From the line containing "Would you be so kind as to point out the person" through the last line of the entries, output the text exactly. Pictures stay out.
====== Extracted records ======
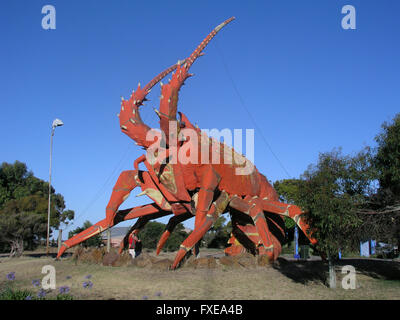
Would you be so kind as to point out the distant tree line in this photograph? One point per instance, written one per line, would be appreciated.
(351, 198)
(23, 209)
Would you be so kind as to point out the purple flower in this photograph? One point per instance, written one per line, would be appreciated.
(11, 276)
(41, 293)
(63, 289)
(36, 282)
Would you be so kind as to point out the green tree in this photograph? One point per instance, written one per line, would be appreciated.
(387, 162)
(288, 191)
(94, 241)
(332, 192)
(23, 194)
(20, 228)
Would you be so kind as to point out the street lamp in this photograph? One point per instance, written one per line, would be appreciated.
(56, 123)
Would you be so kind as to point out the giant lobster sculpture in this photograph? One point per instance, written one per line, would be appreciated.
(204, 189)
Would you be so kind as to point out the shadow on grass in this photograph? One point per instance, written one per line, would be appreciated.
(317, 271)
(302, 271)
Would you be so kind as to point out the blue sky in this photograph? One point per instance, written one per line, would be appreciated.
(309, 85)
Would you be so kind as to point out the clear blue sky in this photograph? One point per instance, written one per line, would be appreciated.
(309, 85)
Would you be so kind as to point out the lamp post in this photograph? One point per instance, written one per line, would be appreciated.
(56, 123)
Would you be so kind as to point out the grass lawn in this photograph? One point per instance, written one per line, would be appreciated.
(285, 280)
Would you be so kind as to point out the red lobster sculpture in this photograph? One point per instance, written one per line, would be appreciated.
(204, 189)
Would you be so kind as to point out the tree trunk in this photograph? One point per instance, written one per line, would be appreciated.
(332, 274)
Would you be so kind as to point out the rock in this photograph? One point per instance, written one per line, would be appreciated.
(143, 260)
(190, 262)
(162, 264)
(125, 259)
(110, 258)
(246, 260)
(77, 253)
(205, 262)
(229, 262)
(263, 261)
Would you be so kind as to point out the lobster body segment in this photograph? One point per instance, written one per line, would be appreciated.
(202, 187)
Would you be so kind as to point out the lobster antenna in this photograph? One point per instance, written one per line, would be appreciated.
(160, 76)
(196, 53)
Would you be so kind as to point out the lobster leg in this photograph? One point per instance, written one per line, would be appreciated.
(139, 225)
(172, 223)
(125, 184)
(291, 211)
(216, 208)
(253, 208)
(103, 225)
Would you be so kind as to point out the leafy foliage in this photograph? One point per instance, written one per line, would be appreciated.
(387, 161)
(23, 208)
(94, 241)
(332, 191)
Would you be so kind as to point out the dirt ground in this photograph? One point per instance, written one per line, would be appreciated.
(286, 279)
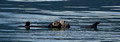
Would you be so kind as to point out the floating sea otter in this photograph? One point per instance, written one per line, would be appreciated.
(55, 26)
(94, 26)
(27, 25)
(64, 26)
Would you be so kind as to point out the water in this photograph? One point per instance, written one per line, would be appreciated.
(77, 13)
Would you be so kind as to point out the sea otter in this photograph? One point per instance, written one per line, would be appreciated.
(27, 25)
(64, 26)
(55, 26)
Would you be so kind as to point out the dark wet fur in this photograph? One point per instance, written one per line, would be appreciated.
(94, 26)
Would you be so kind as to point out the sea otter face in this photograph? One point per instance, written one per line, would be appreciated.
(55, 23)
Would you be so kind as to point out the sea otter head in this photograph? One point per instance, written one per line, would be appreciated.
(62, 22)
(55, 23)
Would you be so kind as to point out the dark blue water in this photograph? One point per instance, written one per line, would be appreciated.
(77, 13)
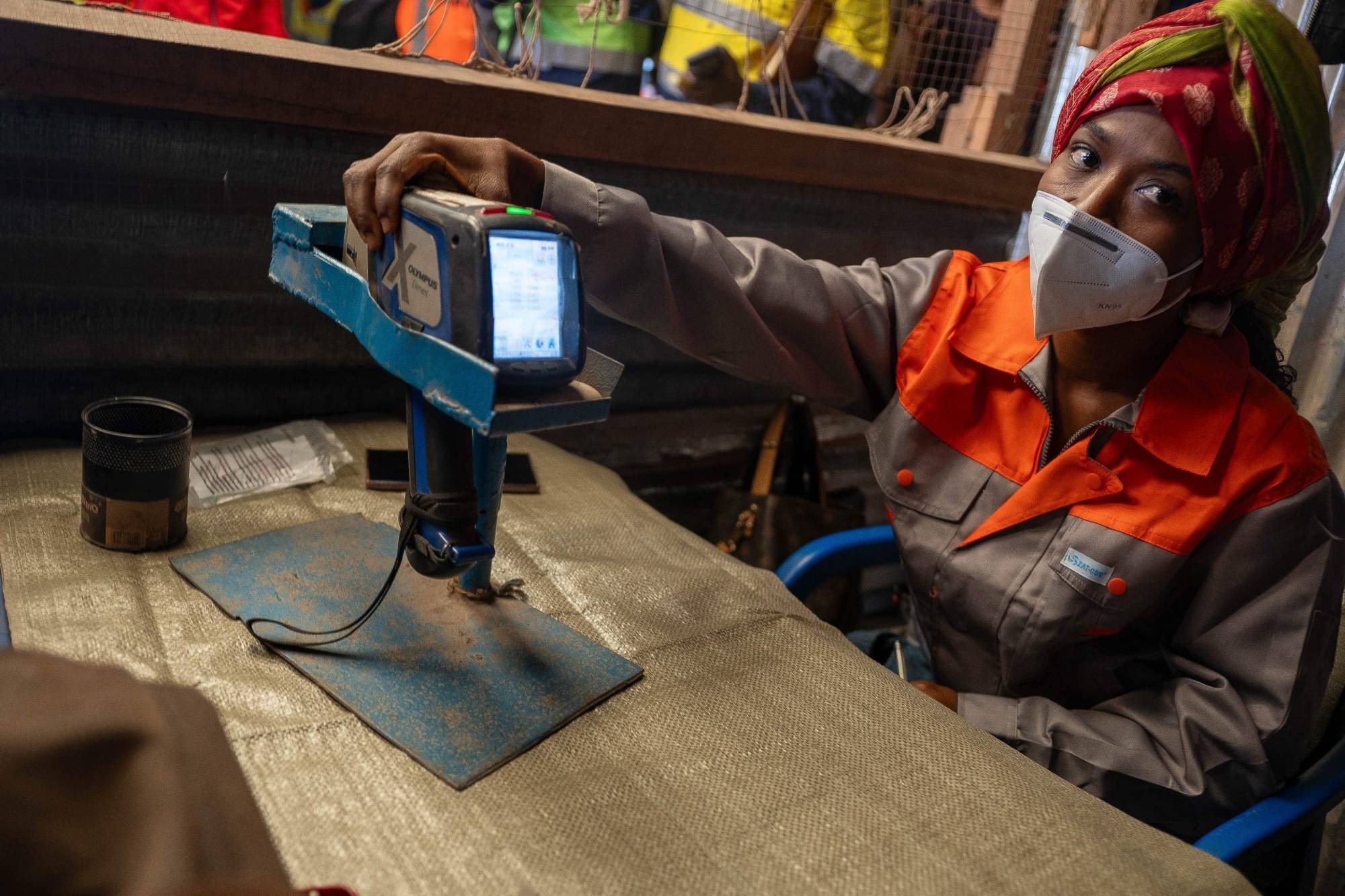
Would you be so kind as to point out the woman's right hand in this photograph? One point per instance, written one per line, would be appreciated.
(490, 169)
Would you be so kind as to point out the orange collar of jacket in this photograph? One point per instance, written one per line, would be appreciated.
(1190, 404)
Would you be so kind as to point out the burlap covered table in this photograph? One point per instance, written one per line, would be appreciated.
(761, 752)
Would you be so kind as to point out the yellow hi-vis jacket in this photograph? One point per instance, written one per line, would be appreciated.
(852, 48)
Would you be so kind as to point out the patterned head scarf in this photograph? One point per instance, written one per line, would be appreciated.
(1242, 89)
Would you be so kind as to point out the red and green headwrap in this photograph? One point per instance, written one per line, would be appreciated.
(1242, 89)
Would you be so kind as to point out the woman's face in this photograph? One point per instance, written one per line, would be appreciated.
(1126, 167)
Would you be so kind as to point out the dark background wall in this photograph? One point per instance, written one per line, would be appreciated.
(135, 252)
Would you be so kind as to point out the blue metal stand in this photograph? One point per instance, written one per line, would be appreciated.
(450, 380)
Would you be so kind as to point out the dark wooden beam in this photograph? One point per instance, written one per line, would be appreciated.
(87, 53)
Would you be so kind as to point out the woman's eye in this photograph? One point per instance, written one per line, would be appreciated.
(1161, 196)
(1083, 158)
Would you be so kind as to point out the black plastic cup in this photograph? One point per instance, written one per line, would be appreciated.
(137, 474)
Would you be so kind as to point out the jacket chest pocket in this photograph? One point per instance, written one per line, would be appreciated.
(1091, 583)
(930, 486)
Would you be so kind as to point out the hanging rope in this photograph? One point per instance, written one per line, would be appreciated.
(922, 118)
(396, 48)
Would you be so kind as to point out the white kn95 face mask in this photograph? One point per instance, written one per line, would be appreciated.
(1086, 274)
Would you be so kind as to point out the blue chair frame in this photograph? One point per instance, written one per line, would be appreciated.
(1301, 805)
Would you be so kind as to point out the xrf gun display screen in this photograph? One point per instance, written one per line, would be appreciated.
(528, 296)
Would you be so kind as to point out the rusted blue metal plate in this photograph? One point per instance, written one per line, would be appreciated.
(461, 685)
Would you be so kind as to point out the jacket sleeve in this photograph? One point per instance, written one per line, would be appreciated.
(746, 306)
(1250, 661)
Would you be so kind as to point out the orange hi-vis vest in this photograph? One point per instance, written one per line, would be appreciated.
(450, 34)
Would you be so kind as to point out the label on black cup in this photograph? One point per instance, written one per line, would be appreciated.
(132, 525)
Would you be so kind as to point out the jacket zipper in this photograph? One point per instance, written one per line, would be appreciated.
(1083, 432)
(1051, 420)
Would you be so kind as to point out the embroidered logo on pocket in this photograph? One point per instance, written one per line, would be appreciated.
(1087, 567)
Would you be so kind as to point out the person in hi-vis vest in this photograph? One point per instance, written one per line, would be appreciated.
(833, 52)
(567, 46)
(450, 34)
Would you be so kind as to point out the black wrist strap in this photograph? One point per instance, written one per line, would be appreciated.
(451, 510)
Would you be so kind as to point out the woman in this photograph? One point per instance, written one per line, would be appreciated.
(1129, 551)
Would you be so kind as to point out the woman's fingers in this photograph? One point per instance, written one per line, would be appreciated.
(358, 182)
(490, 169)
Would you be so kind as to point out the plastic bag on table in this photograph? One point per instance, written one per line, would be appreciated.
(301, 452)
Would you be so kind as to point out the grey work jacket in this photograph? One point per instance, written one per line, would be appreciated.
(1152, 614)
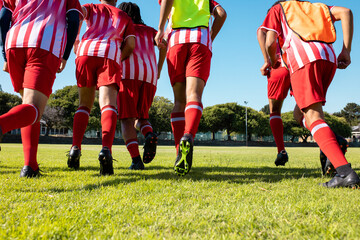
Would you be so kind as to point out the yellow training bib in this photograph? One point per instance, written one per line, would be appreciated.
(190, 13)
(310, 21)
======
Reply —
Would you be so kind as to point out the person in hi-vis vest in this photograph? One point per instance, written one per line, would be appreciated.
(833, 52)
(567, 46)
(450, 34)
Would you be so kind as to point out the black wrist strap in this photograph? One point per instance, written one per line, would be appreciated.
(451, 510)
Would you be so kind as to point out the woman in this photograph? One point per instance, written one per line, would be appreciated.
(1129, 551)
Would you be so kind as to point out the woman's fingers in this photograph? One point per instance, written one per line, would be appreciated.
(358, 182)
(490, 169)
Would you be so kind as to point out the plastic bag on table in this photograph? One point per instance, written one per line, would be appreciated.
(301, 452)
Would you be so kind as to point out the grey work jacket in this photograph? One point per instance, written one per line, would be appreciated.
(1152, 614)
Would you be so kind as to point out the yellow training bib in this photograph? One point per instance, written one per line, would be appreciated.
(190, 13)
(310, 21)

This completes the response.